◆ INSTRUCTIONS TO FOLLOW
Search the records below for "approximate"; copy each line that has it.

◆ DATASET EXTRACT

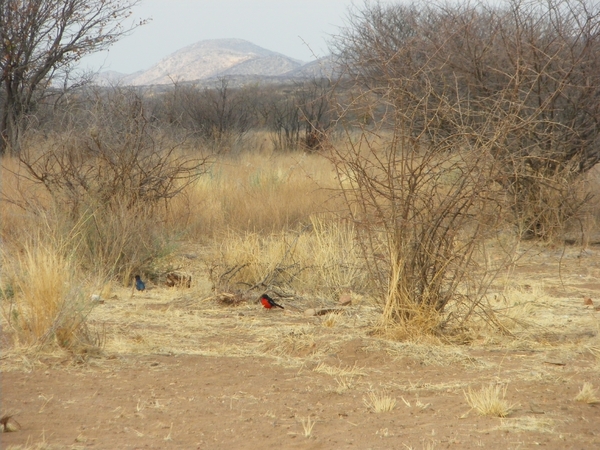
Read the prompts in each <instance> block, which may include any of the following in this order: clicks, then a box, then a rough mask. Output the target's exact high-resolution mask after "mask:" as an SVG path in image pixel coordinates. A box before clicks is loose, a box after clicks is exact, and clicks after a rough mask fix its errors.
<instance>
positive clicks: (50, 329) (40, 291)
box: [0, 235, 98, 350]
mask: <svg viewBox="0 0 600 450" xmlns="http://www.w3.org/2000/svg"><path fill="white" fill-rule="evenodd" d="M66 250H67V246H65V245H64V243H61V242H57V241H52V239H50V238H49V237H48V236H41V235H40V236H38V238H37V239H35V240H34V239H31V240H29V241H27V242H25V243H23V245H22V247H21V251H20V252H19V253H18V254H17V255H14V254H12V255H10V254H7V252H3V254H2V266H3V273H2V284H1V288H0V289H1V291H0V292H1V297H2V298H1V301H2V303H1V306H2V308H1V309H2V314H3V318H4V321H5V323H6V324H7V325H8V329H7V328H6V327H5V331H7V332H8V333H7V334H9V335H10V336H12V338H13V340H14V344H15V345H17V346H25V347H29V346H36V347H44V346H46V345H48V344H56V345H58V346H60V347H63V348H67V349H71V350H74V349H76V348H77V349H81V348H82V347H87V346H94V345H97V344H98V342H95V341H94V339H93V338H92V337H91V336H92V335H91V334H90V332H89V330H88V328H87V326H86V318H87V315H88V314H89V313H90V311H91V309H92V306H93V304H92V302H91V301H90V290H89V285H87V283H85V282H84V281H85V280H84V277H83V276H82V275H81V273H80V272H79V271H78V269H77V267H76V263H75V261H74V260H73V258H72V256H71V255H69V254H68V252H67V251H66Z"/></svg>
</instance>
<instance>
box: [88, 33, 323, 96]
mask: <svg viewBox="0 0 600 450" xmlns="http://www.w3.org/2000/svg"><path fill="white" fill-rule="evenodd" d="M330 67H331V64H330V61H329V59H327V58H324V59H321V60H318V61H312V62H309V63H307V64H304V63H303V62H302V61H298V60H296V59H292V58H289V57H287V56H285V55H282V54H280V53H276V52H272V51H270V50H267V49H264V48H262V47H259V46H257V45H254V44H252V43H251V42H248V41H245V40H243V39H214V40H206V41H200V42H197V43H195V44H192V45H190V46H188V47H184V48H182V49H181V50H178V51H176V52H175V53H172V54H171V55H169V56H167V57H166V58H164V59H162V60H161V61H159V62H158V63H157V64H155V65H154V66H152V67H151V68H149V69H148V70H144V71H140V72H136V73H134V74H120V73H118V72H114V71H109V72H102V73H100V74H99V75H98V77H97V83H98V84H101V85H102V84H104V85H107V84H116V83H119V84H122V85H131V86H149V85H166V84H172V83H173V82H191V81H200V82H202V81H207V80H214V79H215V78H218V77H221V76H231V77H234V78H237V79H244V78H247V79H252V80H257V79H262V78H264V79H265V80H270V81H272V80H285V79H295V78H306V77H312V76H315V75H316V74H318V73H319V72H322V73H323V74H324V75H329V73H327V72H331V70H330Z"/></svg>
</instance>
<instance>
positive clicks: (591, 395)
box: [575, 381, 600, 405]
mask: <svg viewBox="0 0 600 450" xmlns="http://www.w3.org/2000/svg"><path fill="white" fill-rule="evenodd" d="M597 394H598V389H597V388H596V389H594V386H593V385H592V383H588V382H587V381H586V382H585V383H583V386H582V387H581V389H579V393H578V394H577V395H576V396H575V401H578V402H583V403H588V404H590V405H594V404H596V403H600V398H598V397H597Z"/></svg>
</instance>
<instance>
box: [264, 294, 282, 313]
mask: <svg viewBox="0 0 600 450" xmlns="http://www.w3.org/2000/svg"><path fill="white" fill-rule="evenodd" d="M260 302H261V303H262V304H263V306H264V307H265V308H267V309H271V308H272V307H273V306H277V307H278V308H281V309H285V308H284V307H283V306H281V305H279V304H278V303H275V301H274V300H273V299H272V298H271V297H269V296H268V295H267V294H263V295H261V297H260Z"/></svg>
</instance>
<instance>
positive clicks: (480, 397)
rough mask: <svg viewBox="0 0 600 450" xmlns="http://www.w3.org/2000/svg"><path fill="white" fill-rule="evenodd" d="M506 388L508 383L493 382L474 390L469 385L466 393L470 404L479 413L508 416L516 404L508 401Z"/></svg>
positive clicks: (497, 416) (510, 412) (473, 408)
mask: <svg viewBox="0 0 600 450" xmlns="http://www.w3.org/2000/svg"><path fill="white" fill-rule="evenodd" d="M506 389H507V386H506V385H504V386H501V385H498V384H496V385H493V384H492V385H489V386H484V387H482V388H481V389H480V390H479V391H473V390H471V388H470V387H469V389H468V390H467V392H465V393H464V394H465V398H466V399H467V403H468V404H469V406H470V407H471V408H473V409H474V410H475V411H476V412H477V413H478V414H479V415H482V416H492V417H506V416H508V415H509V414H510V413H511V412H512V411H513V409H514V408H515V406H516V405H514V404H510V403H508V401H506V399H505V396H506Z"/></svg>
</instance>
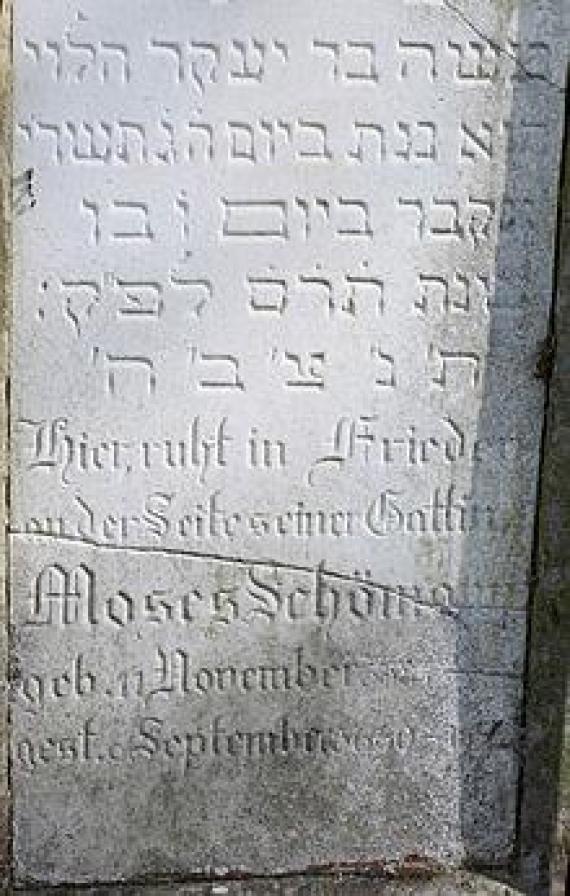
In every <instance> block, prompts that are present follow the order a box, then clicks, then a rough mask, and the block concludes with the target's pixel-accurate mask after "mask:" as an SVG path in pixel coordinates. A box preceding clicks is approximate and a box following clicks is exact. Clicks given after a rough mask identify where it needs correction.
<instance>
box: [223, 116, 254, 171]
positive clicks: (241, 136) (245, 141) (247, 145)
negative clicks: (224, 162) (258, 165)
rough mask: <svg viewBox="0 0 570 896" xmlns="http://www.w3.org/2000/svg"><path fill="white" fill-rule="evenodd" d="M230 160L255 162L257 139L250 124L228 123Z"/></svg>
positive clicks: (248, 161)
mask: <svg viewBox="0 0 570 896" xmlns="http://www.w3.org/2000/svg"><path fill="white" fill-rule="evenodd" d="M228 131H229V142H230V159H243V160H245V161H247V162H255V161H256V155H255V137H254V131H253V127H252V126H251V125H250V124H247V123H245V122H239V121H229V122H228Z"/></svg>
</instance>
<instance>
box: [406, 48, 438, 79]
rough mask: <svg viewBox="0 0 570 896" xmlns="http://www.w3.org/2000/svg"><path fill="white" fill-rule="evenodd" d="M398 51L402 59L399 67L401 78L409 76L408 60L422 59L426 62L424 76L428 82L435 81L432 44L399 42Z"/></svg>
mask: <svg viewBox="0 0 570 896" xmlns="http://www.w3.org/2000/svg"><path fill="white" fill-rule="evenodd" d="M398 50H399V52H400V53H401V54H402V56H403V57H404V58H403V59H402V64H401V67H400V74H401V76H402V78H408V77H409V76H410V60H411V59H416V60H419V59H422V58H423V59H424V61H425V62H427V71H426V76H427V78H428V80H430V81H435V79H436V78H437V68H436V64H435V47H434V45H433V44H428V43H417V42H416V41H409V40H399V41H398Z"/></svg>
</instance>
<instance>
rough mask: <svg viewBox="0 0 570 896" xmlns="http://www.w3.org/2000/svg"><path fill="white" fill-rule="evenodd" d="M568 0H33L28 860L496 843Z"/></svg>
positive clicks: (291, 862)
mask: <svg viewBox="0 0 570 896" xmlns="http://www.w3.org/2000/svg"><path fill="white" fill-rule="evenodd" d="M531 6H532V7H533V8H532V10H531V9H530V7H531ZM562 6H563V4H562V3H560V4H557V3H552V4H550V5H549V6H548V8H546V7H545V8H544V9H542V8H541V5H540V4H534V5H532V4H530V5H529V4H525V3H522V2H521V3H517V2H512V3H499V2H491V0H483V2H478V3H472V2H470V0H458V3H457V6H455V5H452V4H451V3H449V4H448V3H446V2H445V0H443V2H437V0H436V2H434V0H415V2H411V0H409V2H408V0H383V2H382V3H379V2H374V0H354V2H352V3H351V4H348V5H347V4H345V3H344V2H341V0H326V2H325V0H312V2H310V3H305V2H300V0H290V2H288V3H282V2H278V0H266V2H260V0H217V2H215V0H186V2H183V3H182V2H177V0H161V2H160V3H157V2H151V0H137V2H135V0H123V2H121V3H116V2H111V0H84V2H79V3H76V2H71V0H51V2H50V3H42V4H38V3H36V2H34V0H20V2H18V3H17V4H16V9H15V19H16V20H15V28H14V60H15V63H14V64H15V104H14V147H15V148H14V202H15V206H14V216H15V247H14V254H15V294H14V338H13V361H12V417H11V420H12V426H11V430H12V431H11V440H12V442H11V444H12V455H13V471H12V480H13V489H12V520H11V531H12V538H11V557H12V573H11V582H12V624H13V632H14V638H13V663H12V670H13V677H12V681H11V700H12V719H13V736H12V745H11V746H12V774H13V789H14V822H15V826H14V830H15V849H14V855H15V865H16V870H17V875H18V879H19V880H20V881H23V882H32V883H38V882H39V883H88V882H90V881H94V880H100V881H109V882H112V881H117V880H134V879H136V880H143V879H144V878H145V877H147V876H152V875H168V874H173V875H178V876H184V875H189V874H200V875H216V874H219V875H222V874H224V873H227V872H228V871H239V872H240V873H252V874H253V873H255V874H265V873H270V872H277V871H298V870H302V869H305V868H309V867H312V868H318V867H325V866H330V865H331V864H340V865H345V864H346V865H351V864H353V863H364V864H366V863H371V862H374V863H378V862H379V863H396V865H397V864H398V863H400V862H403V861H405V860H406V859H407V857H410V856H422V857H425V858H426V859H427V860H428V861H430V862H434V863H440V864H446V863H451V864H459V863H461V862H463V861H470V862H473V861H476V862H485V863H492V864H497V863H498V864H500V863H503V862H506V861H508V857H509V855H510V854H511V852H512V849H513V844H514V842H515V838H516V803H517V783H518V776H519V746H520V732H521V706H522V698H523V673H524V663H525V638H526V607H527V600H528V593H529V581H530V576H531V546H532V532H533V527H534V517H535V504H536V483H537V478H538V463H539V449H540V438H541V428H542V414H543V404H544V383H543V380H542V379H541V377H540V370H539V368H537V359H538V358H539V355H540V346H541V343H542V341H543V340H544V339H545V336H546V333H547V327H548V317H549V307H550V301H551V293H552V284H551V258H552V251H553V250H552V241H553V229H554V222H555V198H556V182H555V175H554V172H555V170H556V169H557V147H558V145H559V136H560V128H561V120H562V87H561V83H562V71H563V66H562V60H563V54H564V46H565V40H564V38H563V36H562V32H561V27H560V18H561V10H562ZM537 372H538V375H537Z"/></svg>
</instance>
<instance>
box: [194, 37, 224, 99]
mask: <svg viewBox="0 0 570 896" xmlns="http://www.w3.org/2000/svg"><path fill="white" fill-rule="evenodd" d="M190 57H191V58H190V74H191V76H192V81H193V83H194V84H195V85H196V87H197V88H198V90H199V91H200V93H202V94H203V93H205V92H206V83H207V82H208V81H209V82H210V83H211V84H215V83H216V81H217V79H218V66H219V64H220V48H219V47H218V46H216V44H207V43H199V42H197V41H193V42H192V43H191V44H190Z"/></svg>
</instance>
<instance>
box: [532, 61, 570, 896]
mask: <svg viewBox="0 0 570 896" xmlns="http://www.w3.org/2000/svg"><path fill="white" fill-rule="evenodd" d="M567 85H568V86H569V87H570V65H569V68H568V71H567ZM564 124H565V140H564V145H563V154H562V156H563V157H562V160H561V177H560V184H559V206H558V228H557V229H558V233H557V246H556V253H555V262H554V264H555V268H554V291H553V306H552V315H551V322H550V334H549V346H548V351H549V354H550V361H549V366H550V370H549V377H548V380H547V383H548V385H547V389H548V393H547V402H546V414H545V431H544V438H543V449H542V458H541V465H542V469H541V481H540V496H539V506H538V517H537V527H536V532H535V545H534V553H535V557H534V569H533V574H534V594H533V600H532V605H531V613H530V620H529V622H530V629H529V640H530V646H529V654H528V667H527V676H526V678H527V683H526V688H527V690H526V726H525V738H524V745H523V749H524V766H523V773H522V794H521V795H522V803H521V807H520V808H521V821H520V824H521V827H520V850H521V852H520V863H521V864H520V873H521V884H522V886H523V889H524V892H525V893H529V894H532V896H543V894H545V896H546V894H549V896H550V894H551V896H567V894H568V893H569V892H570V692H569V690H568V689H569V686H570V664H569V658H570V94H569V93H568V91H567V94H566V115H565V123H564Z"/></svg>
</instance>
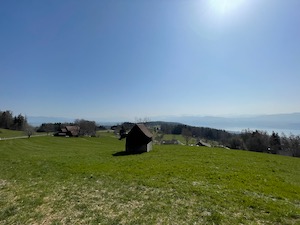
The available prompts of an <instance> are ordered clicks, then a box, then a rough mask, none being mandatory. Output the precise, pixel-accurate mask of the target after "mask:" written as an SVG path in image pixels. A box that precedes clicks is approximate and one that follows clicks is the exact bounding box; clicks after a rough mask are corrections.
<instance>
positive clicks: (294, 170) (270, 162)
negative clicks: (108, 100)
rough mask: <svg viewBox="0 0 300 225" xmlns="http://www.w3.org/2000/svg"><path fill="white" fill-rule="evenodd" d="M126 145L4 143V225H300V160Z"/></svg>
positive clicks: (264, 155) (219, 152)
mask: <svg viewBox="0 0 300 225" xmlns="http://www.w3.org/2000/svg"><path fill="white" fill-rule="evenodd" d="M124 145H125V141H124V140H123V141H119V140H117V139H116V138H115V137H114V135H113V134H112V133H102V134H101V136H100V138H58V137H50V136H45V137H36V138H30V139H16V140H6V141H0V171H1V173H0V224H17V223H19V224H98V223H100V224H299V223H300V159H299V158H291V157H284V156H278V155H270V154H261V153H254V152H247V151H234V150H226V149H219V148H206V147H191V146H179V145H178V146H154V149H153V151H151V152H149V153H144V154H140V155H125V154H123V153H122V151H123V149H124Z"/></svg>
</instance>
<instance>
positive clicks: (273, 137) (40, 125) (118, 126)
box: [0, 110, 300, 157]
mask: <svg viewBox="0 0 300 225" xmlns="http://www.w3.org/2000/svg"><path fill="white" fill-rule="evenodd" d="M138 122H144V123H145V125H146V126H147V127H148V128H149V129H150V130H151V131H152V133H153V134H154V137H153V138H154V140H155V142H156V143H157V144H160V143H161V142H162V141H163V140H164V135H169V134H171V135H182V136H183V137H184V139H185V144H187V145H188V144H197V143H199V142H200V141H202V140H204V141H215V142H217V143H219V146H223V147H226V148H230V149H238V150H248V151H255V152H264V153H272V154H280V155H287V156H293V157H300V136H299V135H292V134H291V135H289V136H286V135H285V134H281V135H279V134H278V133H276V132H274V131H273V132H272V134H271V135H269V134H268V133H267V132H266V131H261V130H249V129H245V130H243V131H242V132H241V133H232V132H228V131H226V130H220V129H214V128H209V127H197V126H190V125H185V124H182V123H176V122H163V121H138ZM68 125H72V126H74V125H76V126H79V127H80V133H79V135H80V136H96V132H97V131H98V130H105V129H112V130H114V132H115V134H116V135H118V134H119V132H120V130H121V129H122V130H125V131H126V132H128V131H129V130H130V129H131V128H132V127H133V125H134V123H131V122H124V123H121V124H116V125H114V126H110V127H105V126H101V125H99V124H97V123H96V122H95V121H89V120H84V119H77V120H75V121H74V122H73V123H43V124H41V125H40V126H39V127H36V128H35V131H36V132H46V133H55V132H58V131H59V130H60V129H62V128H64V127H66V126H68ZM0 128H4V129H12V130H24V131H25V132H27V133H28V135H30V133H31V131H32V130H33V128H32V127H31V126H30V125H29V124H28V122H27V119H26V117H24V116H22V115H21V114H19V115H18V116H14V115H13V113H12V112H11V111H9V110H6V111H0ZM191 140H194V141H196V143H190V141H191Z"/></svg>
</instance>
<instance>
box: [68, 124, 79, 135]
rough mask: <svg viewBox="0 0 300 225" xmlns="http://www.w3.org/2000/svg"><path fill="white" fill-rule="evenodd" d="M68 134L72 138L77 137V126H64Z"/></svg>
mask: <svg viewBox="0 0 300 225" xmlns="http://www.w3.org/2000/svg"><path fill="white" fill-rule="evenodd" d="M66 129H67V131H68V132H70V133H71V134H72V135H73V136H78V135H79V130H80V128H79V126H66Z"/></svg>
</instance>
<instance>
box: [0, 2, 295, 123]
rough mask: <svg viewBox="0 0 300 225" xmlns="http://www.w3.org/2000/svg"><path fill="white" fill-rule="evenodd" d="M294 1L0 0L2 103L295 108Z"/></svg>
mask: <svg viewBox="0 0 300 225" xmlns="http://www.w3.org/2000/svg"><path fill="white" fill-rule="evenodd" d="M299 10H300V1H299V0H251V1H250V0H202V1H201V0H195V1H192V0H190V1H189V0H182V1H177V0H152V1H146V0H145V1H143V0H132V1H123V0H114V1H105V0H101V1H98V0H97V1H93V0H89V1H79V0H70V1H68V0H65V1H57V0H51V1H47V0H45V1H14V0H10V1H1V3H0V52H1V54H0V79H1V83H0V84H1V89H0V110H7V109H9V110H12V111H13V112H14V113H15V114H17V113H22V114H25V115H27V116H52V117H69V118H85V119H96V118H97V119H103V120H104V119H105V120H134V119H135V118H144V117H148V118H150V119H151V118H153V117H156V116H167V115H173V116H174V115H175V116H176V115H178V116H181V115H201V116H204V115H214V116H216V115H217V116H218V115H220V116H221V115H222V116H224V115H245V114H246V115H251V114H276V113H292V112H300V101H299V96H300V88H299V84H300V29H299V28H300V13H299Z"/></svg>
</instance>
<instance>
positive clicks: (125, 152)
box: [112, 150, 142, 156]
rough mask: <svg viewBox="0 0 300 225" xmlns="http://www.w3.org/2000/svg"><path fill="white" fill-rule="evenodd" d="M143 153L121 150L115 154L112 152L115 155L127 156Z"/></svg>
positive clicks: (141, 153) (139, 154)
mask: <svg viewBox="0 0 300 225" xmlns="http://www.w3.org/2000/svg"><path fill="white" fill-rule="evenodd" d="M140 154H142V153H141V152H137V153H134V152H126V151H124V150H123V151H120V152H116V153H114V154H112V155H113V156H126V155H140Z"/></svg>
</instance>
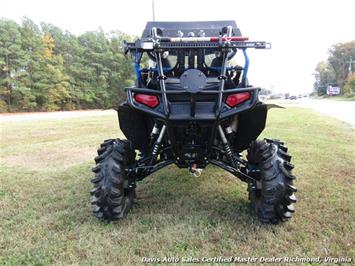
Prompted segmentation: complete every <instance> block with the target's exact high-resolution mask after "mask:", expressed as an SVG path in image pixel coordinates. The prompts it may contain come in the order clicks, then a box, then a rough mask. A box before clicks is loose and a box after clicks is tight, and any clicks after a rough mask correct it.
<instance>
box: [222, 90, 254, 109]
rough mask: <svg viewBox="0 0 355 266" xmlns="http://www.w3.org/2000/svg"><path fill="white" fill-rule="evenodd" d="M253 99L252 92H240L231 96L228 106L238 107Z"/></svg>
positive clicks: (226, 103)
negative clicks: (252, 97) (244, 103)
mask: <svg viewBox="0 0 355 266" xmlns="http://www.w3.org/2000/svg"><path fill="white" fill-rule="evenodd" d="M250 97H251V95H250V92H247V91H246V92H240V93H236V94H231V95H229V96H228V97H227V99H226V104H227V105H228V106H229V107H234V106H237V105H238V104H240V103H242V102H245V101H246V100H249V99H250Z"/></svg>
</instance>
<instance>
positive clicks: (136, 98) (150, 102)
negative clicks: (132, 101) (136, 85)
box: [134, 93, 159, 108]
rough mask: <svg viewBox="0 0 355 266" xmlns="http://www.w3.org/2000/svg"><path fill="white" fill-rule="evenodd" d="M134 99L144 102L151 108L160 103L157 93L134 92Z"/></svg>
mask: <svg viewBox="0 0 355 266" xmlns="http://www.w3.org/2000/svg"><path fill="white" fill-rule="evenodd" d="M134 99H135V100H136V102H139V103H141V104H144V105H146V106H148V107H150V108H155V107H157V106H158V105H159V99H158V97H157V96H155V95H147V94H141V93H136V94H134Z"/></svg>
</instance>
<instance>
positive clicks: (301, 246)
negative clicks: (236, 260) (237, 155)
mask: <svg viewBox="0 0 355 266" xmlns="http://www.w3.org/2000/svg"><path fill="white" fill-rule="evenodd" d="M1 130H2V132H1V144H0V145H1V146H0V148H1V169H0V210H1V211H0V264H2V263H3V264H9V265H20V264H33V265H35V264H37V265H41V264H81V265H88V264H94V265H97V264H98V265H103V264H107V263H109V264H110V263H111V264H115V265H129V264H132V265H136V264H139V263H140V262H141V259H142V257H144V256H145V257H164V256H177V257H188V256H193V257H204V256H208V257H213V256H220V255H222V256H243V257H247V256H281V257H283V256H300V257H304V256H309V257H317V256H320V257H325V256H334V257H338V256H348V257H353V258H354V257H355V251H354V235H355V230H354V228H355V220H354V217H355V209H354V206H355V194H354V190H355V179H354V173H355V157H354V155H355V150H354V131H353V129H352V128H351V127H350V126H349V125H347V124H345V123H342V122H340V121H338V120H335V119H332V118H328V117H325V116H321V115H318V114H317V113H315V112H312V111H308V110H305V109H298V108H290V109H286V110H275V109H273V110H271V111H270V115H269V120H268V124H267V129H266V130H265V132H264V133H263V136H268V137H273V138H279V139H282V140H284V141H285V142H286V143H287V146H288V147H289V151H290V153H291V154H292V155H293V159H294V161H293V163H294V164H295V165H296V168H295V170H294V174H295V175H297V176H298V177H299V179H298V180H297V182H296V186H297V187H298V189H299V192H298V193H297V197H298V199H299V202H298V203H297V204H296V213H295V215H294V218H293V219H292V220H291V221H289V222H287V223H285V224H281V225H278V226H271V225H264V224H261V223H259V222H258V221H257V220H256V219H255V218H254V217H253V216H251V215H250V213H249V206H248V203H249V202H248V196H247V192H246V184H244V183H242V182H240V181H238V180H237V179H236V178H234V177H233V176H232V175H230V174H228V173H226V172H223V171H222V170H219V169H216V168H214V167H208V168H207V169H206V170H205V171H204V172H203V174H202V176H201V177H199V178H197V177H193V176H190V175H189V174H188V172H187V170H186V169H181V170H179V169H177V168H176V167H175V166H171V167H168V168H166V169H163V170H161V171H160V172H157V173H155V174H154V175H152V176H150V177H148V178H146V179H145V180H144V181H142V182H141V183H139V184H138V188H137V190H138V191H137V196H138V199H137V202H136V205H135V207H134V209H133V211H132V212H131V213H130V214H129V215H128V217H127V218H126V219H125V220H123V221H120V222H118V223H111V224H107V223H102V222H99V221H97V220H96V219H95V218H94V217H93V216H92V215H91V212H90V204H89V193H88V192H89V190H90V188H91V184H90V182H89V180H90V179H91V178H92V173H91V172H90V169H91V167H92V166H93V159H92V158H93V157H94V155H95V152H96V148H97V146H98V145H99V143H100V142H101V141H102V140H103V139H107V138H112V137H117V136H122V134H121V133H119V130H118V125H117V118H116V117H115V116H114V115H112V116H111V115H107V116H100V117H85V118H75V119H66V120H62V121H60V120H53V121H31V122H6V123H5V122H4V123H3V124H2V125H1Z"/></svg>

◆ YOUR RESPONSE
In every <instance> block, prompts that are present follow the order a box, then clicks, then a rough mask, and the block concludes with the target's pixel-accurate mask after "mask:" as an SVG path in pixel coordinates. A box preceding clicks is approximate and a box following clicks is exact. Clicks given after a rough mask identify where it needs correction.
The available prompts of an <instance> are ordered clicks, then a box, then a rough mask, none being mandatory. Output the precise, pixel-accurate mask of the target after "mask:" written as an SVG path in image pixels. A box that precedes clicks is approximate and one that follows clicks is the exact bounding box; clicks after a rough mask are corrections.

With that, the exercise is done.